■ **Exercise prompt**
Only lines containing the string "task" belong in the answer; copy all of them from the entries.

Records for processing START

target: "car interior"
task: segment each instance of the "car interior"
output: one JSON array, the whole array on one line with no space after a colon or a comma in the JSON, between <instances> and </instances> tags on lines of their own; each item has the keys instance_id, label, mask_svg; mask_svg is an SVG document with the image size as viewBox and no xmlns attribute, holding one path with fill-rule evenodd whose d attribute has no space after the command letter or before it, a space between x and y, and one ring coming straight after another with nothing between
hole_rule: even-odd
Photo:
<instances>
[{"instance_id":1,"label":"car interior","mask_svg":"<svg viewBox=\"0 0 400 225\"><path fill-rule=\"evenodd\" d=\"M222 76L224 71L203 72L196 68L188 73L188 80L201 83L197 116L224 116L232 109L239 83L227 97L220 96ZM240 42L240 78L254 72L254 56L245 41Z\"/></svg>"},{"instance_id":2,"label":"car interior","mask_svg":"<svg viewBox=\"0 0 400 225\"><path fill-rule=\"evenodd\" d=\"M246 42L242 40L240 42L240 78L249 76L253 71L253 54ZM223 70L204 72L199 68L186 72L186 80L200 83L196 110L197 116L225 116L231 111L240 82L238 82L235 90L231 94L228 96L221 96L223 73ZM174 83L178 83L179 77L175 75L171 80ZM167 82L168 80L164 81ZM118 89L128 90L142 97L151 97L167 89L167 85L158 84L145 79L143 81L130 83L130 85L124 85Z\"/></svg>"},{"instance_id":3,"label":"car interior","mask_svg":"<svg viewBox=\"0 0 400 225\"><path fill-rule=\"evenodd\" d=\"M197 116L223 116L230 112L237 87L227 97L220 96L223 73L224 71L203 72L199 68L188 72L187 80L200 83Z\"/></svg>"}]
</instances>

Records for processing END
Records for processing START

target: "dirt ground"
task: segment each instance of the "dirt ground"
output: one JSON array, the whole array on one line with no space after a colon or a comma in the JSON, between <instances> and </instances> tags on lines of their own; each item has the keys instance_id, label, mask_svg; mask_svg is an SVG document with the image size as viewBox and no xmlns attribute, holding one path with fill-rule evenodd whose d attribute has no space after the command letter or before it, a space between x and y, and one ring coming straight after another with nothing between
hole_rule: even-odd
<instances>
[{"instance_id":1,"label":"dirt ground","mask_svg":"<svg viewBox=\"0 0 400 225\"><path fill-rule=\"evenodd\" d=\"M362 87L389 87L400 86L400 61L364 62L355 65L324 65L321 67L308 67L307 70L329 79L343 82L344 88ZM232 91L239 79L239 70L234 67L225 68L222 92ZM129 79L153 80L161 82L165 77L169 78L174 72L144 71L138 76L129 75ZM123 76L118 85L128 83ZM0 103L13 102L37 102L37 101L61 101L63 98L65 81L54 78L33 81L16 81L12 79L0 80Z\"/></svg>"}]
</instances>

Records for processing END

■ **Written solution**
task: segment each instance of the "car interior"
task: segment each instance of the "dirt ground"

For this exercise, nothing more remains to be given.